> **Extract**
══════
Archive for December, 2013


Dec

23

How the OFAC Stole Christmas


Posted by at 1:07 pm on December 23, 2013
Category: OFAC

Santa Flanked by F-16

A spokesman for the Treasury Department’s Office of Foreign Assets Control (“OFAC”) told Export Law Blog this morning that discussions between OFAC and the North Pole over Santa Claus’s Christmas Eve itinerary had once again broken down and were not expected to be resumed before Santa’s scheduled departure on December 24 at 10 pm EST.

The dispute arose from a dilemma that the U.S. sanctions against Cuba posed for Santa’s planned delivery of toys to children in Cuba. If Santa delivers toys for U.S. children first, there will be toys destined for Cuba in the sleigh in violation of 31 C.F.R. § 515.207(b). That rule prohibits Santa’s sleigh from entering the United States with “goods in which Cuba or a Cuban national has an interest.” On the other hand, if Santa delivers the toys to Cuban children first, then 31 C.F.R. § 515.207(a) prohibits the sleigh from entering the United States and “unloading freight for a period of 180 days from the date the vessel departed from a port or place in Cuba.”
══════
Region segmentation data:
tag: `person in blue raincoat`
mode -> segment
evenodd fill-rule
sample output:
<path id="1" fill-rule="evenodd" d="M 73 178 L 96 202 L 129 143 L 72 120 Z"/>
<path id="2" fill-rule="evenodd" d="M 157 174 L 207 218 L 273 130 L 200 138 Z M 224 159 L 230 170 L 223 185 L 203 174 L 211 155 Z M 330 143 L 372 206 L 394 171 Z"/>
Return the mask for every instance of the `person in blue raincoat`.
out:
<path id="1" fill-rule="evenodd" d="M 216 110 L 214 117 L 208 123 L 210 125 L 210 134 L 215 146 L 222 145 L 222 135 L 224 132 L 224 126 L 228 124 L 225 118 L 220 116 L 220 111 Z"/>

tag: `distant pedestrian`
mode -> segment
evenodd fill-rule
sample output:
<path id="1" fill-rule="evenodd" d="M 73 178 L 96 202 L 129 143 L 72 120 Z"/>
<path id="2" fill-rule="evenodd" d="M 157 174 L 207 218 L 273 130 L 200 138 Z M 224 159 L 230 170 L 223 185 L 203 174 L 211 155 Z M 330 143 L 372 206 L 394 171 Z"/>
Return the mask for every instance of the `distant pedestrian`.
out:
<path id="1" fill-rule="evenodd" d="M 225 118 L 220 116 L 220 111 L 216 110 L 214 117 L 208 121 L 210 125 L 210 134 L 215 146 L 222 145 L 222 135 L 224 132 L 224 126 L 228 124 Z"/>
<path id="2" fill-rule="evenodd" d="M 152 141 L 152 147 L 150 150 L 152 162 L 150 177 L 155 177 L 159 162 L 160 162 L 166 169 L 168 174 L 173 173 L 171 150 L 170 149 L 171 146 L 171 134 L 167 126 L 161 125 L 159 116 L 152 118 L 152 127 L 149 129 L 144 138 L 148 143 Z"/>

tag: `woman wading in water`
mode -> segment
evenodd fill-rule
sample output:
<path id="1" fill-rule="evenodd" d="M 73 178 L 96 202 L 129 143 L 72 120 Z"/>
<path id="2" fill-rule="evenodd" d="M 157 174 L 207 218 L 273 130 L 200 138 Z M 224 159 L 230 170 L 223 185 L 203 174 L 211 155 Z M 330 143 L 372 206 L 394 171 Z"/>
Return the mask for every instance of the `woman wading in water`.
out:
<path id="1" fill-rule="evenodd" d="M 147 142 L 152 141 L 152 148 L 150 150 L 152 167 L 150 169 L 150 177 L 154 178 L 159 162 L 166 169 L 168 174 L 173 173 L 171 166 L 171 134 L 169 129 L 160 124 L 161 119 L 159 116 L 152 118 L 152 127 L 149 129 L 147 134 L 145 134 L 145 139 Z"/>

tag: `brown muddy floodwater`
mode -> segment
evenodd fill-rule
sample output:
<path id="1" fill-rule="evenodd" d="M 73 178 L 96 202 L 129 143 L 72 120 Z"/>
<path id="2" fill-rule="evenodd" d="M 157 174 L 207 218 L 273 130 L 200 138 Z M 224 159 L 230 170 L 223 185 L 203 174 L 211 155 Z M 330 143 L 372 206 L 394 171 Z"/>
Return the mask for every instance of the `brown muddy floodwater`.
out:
══════
> **Work to do**
Can you return the entire blog post about OFAC and Santa's Christmas Eve route, word for word?

> **Result of this exercise**
Archive for December, 2013


Dec

23

How the OFAC Stole Christmas


Posted by at 1:07 pm on December 23, 2013
Category: OFAC

Santa Flanked by F-16

A spokesman for the Treasury Department’s Office of Foreign Assets Control (“OFAC”) told Export Law Blog this morning that discussions between OFAC and the North Pole over Santa Claus’s Christmas Eve itinerary had once again broken down and were not expected to be resumed before Santa’s scheduled departure on December 24 at 10 pm EST.

The dispute arose from a dilemma that the U.S. sanctions against Cuba posed for Santa’s planned delivery of toys to children in Cuba. If Santa delivers toys for U.S. children first, there will be toys destined for Cuba in the sleigh in violation of 31 C.F.R. § 515.207(b). That rule prohibits Santa’s sleigh from entering the United States with “goods in which Cuba or a Cuban national has an interest.” On the other hand, if Santa delivers the toys to Cuban children first, then 31 C.F.R. § 515.207(a) prohibits the sleigh from entering the United States and “unloading freight for a period of 180 days from the date the vessel departed from a port or place in Cuba.”